• **Task goal**
Write the next part of the forum thread on CRDTs and collaborative text editing, picking up after its final sentence.

• **Document excerpt**
— begin —

That last part is a good summary of CRDT versus OT.
Also nice project. I think a section on conflict handling would be a good addition to your README on github. It is the first thing I look for when looking at systems in this space :)
It's about using a centralized cloud infrastructure in conjunction with CRDTs. This allows to fix some of the issues you mention (pruning of operation history, stricter versioning, no need to push operations, ...).
Of course it complicates the implementation but it's quite interesting.
>> In fact, we wrote the LATEX source text of this paper using an experimental collaborative text editor that is based on our implementation of this CRDT. We are making the character-by-character editing trace of this document available as supplemental data of this paper
If anyone else wants to feel at the cutting edge of science, you can write your LaTeX paper collaboratively at https://www.sharelatex.com :P
I can't pretend we've got any original algorithms (we lean on ShareJS a lot, which is operational transform based), but we've got a few years and billions of key strokes of experience in making it robust and practical.
I've been doing some tinkering in this area lately, and I was also looking for an explanation of the string editing mechanics in this algorithm.

— end —

• **Data extract**
— begin —

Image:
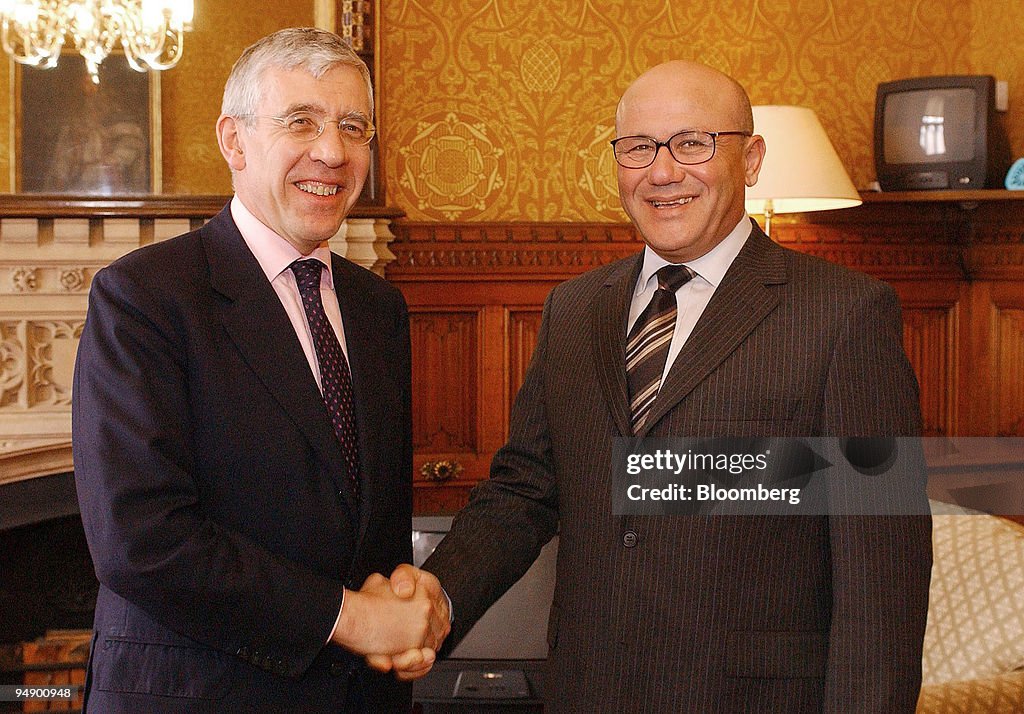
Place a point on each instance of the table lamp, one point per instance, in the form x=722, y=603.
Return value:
x=801, y=171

— end —

• **Reply to the task**
The hardest part there is retaining the intent of the simultaneous edits -- the I in the "PCI Consistency model" as described by the WOOT paper. Previous algorithms (LSEQ, WOOT, Doctree, Logoot, etc.) devoted to simultaneous conflict-free editing of text have solved this through relatively complex key generation strategies. I've only done a cursory read of this paper, but this algorithm doesn't seem to implement an alternative solution.
It's operating on JSON de-serialized to maps and lists. String editing isn't a valid operation on the data model they specify. You can replace a string value with another.
Section 3.3 outlines the allowed operations, which basically allows you to obtain an iterator, move it, insert, delete and retrieve keys and values.
You could certainly model string editing in it, by putting each character into it as a separate value, but then as you point out it'd probably not do very well because it doesn't contain heuristics to model intent of text editing, but to model changes to a JSON object hierarchy while avoiding loss of data.
You could use this algorithm combined with one intended for string-editing to improve on it for values where partial edits of the values matters, certainly.
> That decision is a bit odd to me. Not only do they show that their merge system can produce data that the application considers invalid, it can even convert a string to a list without having any operation creating a list explicitly.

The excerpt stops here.